[ABOUT THIS TASK]
Looking at the records below, say how many lines contain "mirror". Nothing else belongs in the answer.

[RECORDS PROVIDED]
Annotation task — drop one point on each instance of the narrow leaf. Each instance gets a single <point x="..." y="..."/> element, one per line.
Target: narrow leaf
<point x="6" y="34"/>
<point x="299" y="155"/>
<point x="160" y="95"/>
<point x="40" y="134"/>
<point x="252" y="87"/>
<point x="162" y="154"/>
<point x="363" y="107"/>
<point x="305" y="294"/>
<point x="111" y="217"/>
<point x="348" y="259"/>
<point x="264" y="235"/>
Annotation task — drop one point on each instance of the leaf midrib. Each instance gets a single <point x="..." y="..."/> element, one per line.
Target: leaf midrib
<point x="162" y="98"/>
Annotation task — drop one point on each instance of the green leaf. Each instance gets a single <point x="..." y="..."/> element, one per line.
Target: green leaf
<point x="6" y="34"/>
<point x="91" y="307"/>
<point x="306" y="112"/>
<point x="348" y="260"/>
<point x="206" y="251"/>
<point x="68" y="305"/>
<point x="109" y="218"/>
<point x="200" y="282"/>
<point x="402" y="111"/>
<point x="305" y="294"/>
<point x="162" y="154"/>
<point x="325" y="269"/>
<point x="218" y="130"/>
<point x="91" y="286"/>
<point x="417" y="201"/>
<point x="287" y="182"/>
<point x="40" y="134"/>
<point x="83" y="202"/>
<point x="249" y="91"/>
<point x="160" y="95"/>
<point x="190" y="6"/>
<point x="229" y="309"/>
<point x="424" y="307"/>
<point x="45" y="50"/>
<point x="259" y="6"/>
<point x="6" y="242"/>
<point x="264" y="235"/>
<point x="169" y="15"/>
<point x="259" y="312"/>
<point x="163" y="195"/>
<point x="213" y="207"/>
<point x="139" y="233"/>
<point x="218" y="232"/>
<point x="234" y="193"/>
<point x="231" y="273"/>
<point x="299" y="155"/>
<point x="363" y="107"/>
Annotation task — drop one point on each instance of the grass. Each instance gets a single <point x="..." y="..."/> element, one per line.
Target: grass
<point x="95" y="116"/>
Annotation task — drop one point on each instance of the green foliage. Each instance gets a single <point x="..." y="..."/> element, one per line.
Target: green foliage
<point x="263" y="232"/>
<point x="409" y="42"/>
* * *
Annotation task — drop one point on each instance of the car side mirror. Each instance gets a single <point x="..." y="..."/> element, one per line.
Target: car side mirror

[ANSWER TO THIS EXERCISE]
2